**Saved entries**
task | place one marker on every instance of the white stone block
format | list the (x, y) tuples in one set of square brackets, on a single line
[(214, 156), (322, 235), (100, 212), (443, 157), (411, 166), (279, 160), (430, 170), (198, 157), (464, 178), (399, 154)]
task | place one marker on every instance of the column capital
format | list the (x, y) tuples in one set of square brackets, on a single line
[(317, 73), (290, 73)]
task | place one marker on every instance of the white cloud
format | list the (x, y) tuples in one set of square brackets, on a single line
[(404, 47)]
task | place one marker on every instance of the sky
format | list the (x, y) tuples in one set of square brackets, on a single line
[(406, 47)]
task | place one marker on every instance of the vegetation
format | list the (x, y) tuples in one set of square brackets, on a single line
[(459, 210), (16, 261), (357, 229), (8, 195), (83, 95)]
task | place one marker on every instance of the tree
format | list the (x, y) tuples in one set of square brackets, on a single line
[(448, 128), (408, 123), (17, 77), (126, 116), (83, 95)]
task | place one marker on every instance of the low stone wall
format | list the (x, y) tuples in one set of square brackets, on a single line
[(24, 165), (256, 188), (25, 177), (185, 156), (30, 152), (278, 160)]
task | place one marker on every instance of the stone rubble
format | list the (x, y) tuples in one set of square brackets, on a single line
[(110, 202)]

**AIM OF THE EXERCISE**
The records must be reproduced in full. Nothing should differ.

**ANSWER BELOW**
task | place one marker on every instance of the white stone block
format | list the (x, y) tuples in one set of square brackets, on a single line
[(214, 156), (322, 235), (100, 212), (443, 157), (411, 166), (279, 160), (430, 170), (198, 157), (464, 178), (399, 154)]
task | place one marker on every instance of the column capital
format | list the (x, y) tuples in one set of square brackets, on a single line
[(317, 73), (290, 73)]
task | place one marker on every instance of the white cloud
format | list the (x, y) tuples in one set of square brackets, on a single line
[(404, 47)]
task | place one marker on every instance of the sky
format | list the (x, y) tuples in one set of square brackets, on a single line
[(406, 47)]
task | place one marker on every instance of the vegetation
format | list the (x, y) tuples in one set of square brackets, on a single line
[(459, 210), (16, 261), (357, 229), (8, 195), (83, 95)]
task | place one marker on every instance of the tree
format | list the (x, y) tuples in one set of square brackets, on a single line
[(448, 128), (408, 123), (17, 77), (126, 116), (83, 95)]
task | place one marker on every instance of the low stone wall
format | list the (x, y) tuples in one set of square brackets, on a single line
[(24, 165), (256, 188), (25, 177), (185, 156), (30, 152), (278, 160)]
task | place one marker on every instance of the stone rubble
format | list the (x, y) tuples in one set of square brackets, on a single line
[(110, 202)]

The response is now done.